> [QUOTED TEXT]
• • • • •

Convert a BrainPy model to process batched input by `jax.vmap`

CloudyDory commented 5 months ago

For a model written to process single input data, is it possible to convert the model to process batched input data simply by using jax.vmap? Or do we have to re-write the model to process batched data?

The code section looks like this:

# define the optimizer we need
opt = bp.optim.Adam(lr=1e-3, train_vars=model.train_vars().unique())

def step_run(i, x_single):
    '''
    Inputs:
        x_single: [height, width]
    '''
    x = bm.where(bm.logical_and(cfg['stim_start_timepoint']<=i, i<cfg['stim_end_timepoint']), x_single, blank_img)
    out = model.step_run(i, x)  # [n_neuron]
    return out

def loss_fun(x_single, y_single):
    '''
    Inputs:
        x_single: [height, width]
        y_single: [1]
    '''
    model.reset_state()

• • • • •

> [CHALLENGE 1] Can you return the forum thread about batching a BrainPy model with jax.vmap in full, word for word?
These entries have no connection to the forum thread.

[Dataset entries]
• • • • •

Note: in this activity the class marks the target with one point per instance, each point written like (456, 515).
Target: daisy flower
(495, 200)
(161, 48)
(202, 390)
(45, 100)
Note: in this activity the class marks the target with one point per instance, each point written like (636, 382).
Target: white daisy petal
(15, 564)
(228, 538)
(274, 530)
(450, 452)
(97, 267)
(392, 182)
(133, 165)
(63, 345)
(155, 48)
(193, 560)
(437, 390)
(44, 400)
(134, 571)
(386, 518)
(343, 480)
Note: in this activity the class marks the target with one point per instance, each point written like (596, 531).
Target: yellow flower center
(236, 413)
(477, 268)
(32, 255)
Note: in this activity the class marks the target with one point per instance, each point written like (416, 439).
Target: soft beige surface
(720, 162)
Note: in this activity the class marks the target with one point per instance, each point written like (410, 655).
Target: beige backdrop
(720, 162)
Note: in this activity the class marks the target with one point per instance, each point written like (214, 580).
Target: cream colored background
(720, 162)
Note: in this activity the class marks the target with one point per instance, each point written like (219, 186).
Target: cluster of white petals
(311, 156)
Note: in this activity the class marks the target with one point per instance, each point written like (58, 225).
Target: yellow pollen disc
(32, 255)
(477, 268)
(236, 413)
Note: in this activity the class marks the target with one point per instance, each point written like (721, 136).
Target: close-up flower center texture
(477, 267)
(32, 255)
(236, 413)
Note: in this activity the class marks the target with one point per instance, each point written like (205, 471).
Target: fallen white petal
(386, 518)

• • • • •

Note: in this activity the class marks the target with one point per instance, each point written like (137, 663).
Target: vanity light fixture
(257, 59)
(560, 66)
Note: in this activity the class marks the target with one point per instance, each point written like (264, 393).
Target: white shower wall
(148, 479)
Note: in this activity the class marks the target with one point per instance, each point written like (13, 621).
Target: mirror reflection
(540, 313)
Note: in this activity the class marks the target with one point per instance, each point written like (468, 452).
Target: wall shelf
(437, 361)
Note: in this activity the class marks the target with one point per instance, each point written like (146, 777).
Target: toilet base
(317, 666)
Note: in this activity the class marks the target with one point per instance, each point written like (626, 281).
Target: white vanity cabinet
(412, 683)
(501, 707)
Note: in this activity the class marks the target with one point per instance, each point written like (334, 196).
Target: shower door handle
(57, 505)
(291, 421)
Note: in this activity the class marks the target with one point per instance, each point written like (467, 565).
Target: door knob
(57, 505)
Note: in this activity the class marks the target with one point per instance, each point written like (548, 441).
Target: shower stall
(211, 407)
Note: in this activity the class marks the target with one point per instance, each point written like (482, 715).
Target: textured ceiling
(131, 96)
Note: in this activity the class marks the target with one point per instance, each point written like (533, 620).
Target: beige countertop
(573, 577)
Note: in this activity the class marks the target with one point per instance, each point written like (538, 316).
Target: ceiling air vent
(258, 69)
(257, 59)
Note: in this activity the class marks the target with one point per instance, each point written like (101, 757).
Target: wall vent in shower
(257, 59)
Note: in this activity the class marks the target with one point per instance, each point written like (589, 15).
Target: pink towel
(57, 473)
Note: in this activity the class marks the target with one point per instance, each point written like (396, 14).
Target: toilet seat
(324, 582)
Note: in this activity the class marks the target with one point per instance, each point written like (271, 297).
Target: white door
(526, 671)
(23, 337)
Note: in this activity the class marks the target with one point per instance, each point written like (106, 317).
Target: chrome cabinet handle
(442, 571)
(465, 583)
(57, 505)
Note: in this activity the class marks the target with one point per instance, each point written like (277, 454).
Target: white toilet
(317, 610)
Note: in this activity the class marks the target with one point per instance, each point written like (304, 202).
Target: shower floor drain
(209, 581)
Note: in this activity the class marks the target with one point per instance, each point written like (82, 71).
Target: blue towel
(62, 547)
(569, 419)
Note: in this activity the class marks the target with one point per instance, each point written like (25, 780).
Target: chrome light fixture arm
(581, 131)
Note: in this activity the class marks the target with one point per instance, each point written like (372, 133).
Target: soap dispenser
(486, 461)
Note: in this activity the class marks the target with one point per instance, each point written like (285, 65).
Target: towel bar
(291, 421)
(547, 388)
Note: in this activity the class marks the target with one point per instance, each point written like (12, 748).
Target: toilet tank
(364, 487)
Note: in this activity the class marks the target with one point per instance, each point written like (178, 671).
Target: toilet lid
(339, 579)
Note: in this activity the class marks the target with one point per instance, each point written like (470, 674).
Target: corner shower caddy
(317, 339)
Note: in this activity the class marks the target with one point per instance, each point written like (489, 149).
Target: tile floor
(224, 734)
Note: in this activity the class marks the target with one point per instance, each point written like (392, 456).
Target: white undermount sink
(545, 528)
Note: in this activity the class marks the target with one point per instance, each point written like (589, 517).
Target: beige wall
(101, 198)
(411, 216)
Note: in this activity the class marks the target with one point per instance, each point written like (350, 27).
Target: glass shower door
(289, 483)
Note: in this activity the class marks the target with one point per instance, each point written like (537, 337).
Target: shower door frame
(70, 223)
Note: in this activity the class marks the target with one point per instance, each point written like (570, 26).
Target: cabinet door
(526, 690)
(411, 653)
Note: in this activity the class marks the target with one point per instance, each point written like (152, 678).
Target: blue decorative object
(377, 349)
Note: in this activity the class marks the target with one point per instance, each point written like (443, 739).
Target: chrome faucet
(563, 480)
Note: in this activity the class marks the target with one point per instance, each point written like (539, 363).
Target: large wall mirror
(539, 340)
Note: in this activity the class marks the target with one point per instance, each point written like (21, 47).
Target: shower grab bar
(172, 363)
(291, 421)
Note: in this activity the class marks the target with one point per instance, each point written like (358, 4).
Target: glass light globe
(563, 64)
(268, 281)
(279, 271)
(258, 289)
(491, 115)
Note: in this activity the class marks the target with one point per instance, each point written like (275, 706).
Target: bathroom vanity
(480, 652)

• • • • •

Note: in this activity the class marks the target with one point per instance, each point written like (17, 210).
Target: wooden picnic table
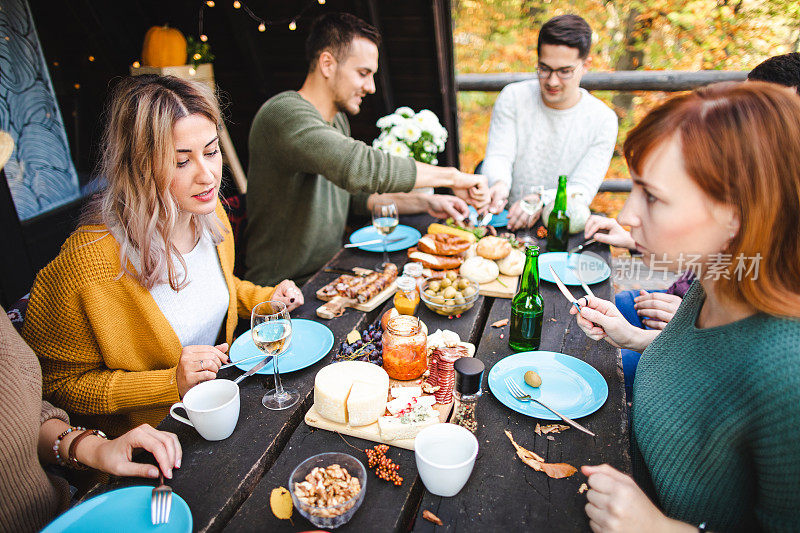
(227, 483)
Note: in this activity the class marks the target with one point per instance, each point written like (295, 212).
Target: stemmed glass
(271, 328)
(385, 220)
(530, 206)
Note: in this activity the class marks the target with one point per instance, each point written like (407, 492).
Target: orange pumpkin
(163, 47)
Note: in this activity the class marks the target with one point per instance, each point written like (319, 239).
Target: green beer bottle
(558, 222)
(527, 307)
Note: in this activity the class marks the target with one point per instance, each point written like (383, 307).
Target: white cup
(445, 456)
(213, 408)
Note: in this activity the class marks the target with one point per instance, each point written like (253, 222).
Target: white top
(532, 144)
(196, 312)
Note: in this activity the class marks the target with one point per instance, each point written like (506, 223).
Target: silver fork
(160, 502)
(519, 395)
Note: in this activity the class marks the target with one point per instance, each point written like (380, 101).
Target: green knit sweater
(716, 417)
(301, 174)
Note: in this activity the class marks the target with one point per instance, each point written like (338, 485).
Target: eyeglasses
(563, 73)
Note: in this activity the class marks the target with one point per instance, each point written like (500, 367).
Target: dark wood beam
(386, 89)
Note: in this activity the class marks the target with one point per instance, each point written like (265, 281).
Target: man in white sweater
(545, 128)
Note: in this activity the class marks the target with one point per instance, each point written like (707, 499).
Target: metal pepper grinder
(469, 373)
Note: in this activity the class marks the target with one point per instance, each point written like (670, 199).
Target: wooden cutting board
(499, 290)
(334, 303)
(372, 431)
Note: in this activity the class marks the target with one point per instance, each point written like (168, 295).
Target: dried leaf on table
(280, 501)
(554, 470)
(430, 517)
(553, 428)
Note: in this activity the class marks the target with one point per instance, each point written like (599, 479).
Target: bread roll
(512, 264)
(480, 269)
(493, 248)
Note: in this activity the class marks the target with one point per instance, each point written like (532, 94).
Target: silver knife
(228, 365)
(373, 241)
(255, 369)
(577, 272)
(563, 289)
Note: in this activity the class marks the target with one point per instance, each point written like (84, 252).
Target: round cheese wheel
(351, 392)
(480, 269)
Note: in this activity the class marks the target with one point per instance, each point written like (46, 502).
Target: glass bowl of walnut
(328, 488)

• • • • •

> [CHALLENGE 2] Which lines of the entries contain the word "fixture" with matching case? Collect every one of them.

> [COMPLETE RESPONSE 1]
Convert a BrainPy model to process batched input by `jax.vmap`

CloudyDory commented 5 months ago

For a model written to process single input data, is it possible to convert the model to process batched input data simply by using jax.vmap? Or do we have to re-write the model to process batched data?

The code section looks like this:

# define the optimizer we need
opt = bp.optim.Adam(lr=1e-3, train_vars=model.train_vars().unique())

def step_run(i, x_single):
    '''
    Inputs:
        x_single: [height, width]
    '''
    x = bm.where(bm.logical_and(cfg['stim_start_timepoint']<=i, i<cfg['stim_end_timepoint']), x_single, blank_img)
    out = model.step_run(i, x)  # [n_neuron]
    return out

def loss_fun(x_single, y_single):
    '''
    Inputs:
        x_single: [height, width]
        y_single: [1]
    '''
    model.reset_state()

> [COMPLETE RESPONSE 2]
Target: vanity light fixture
Target: chrome light fixture arm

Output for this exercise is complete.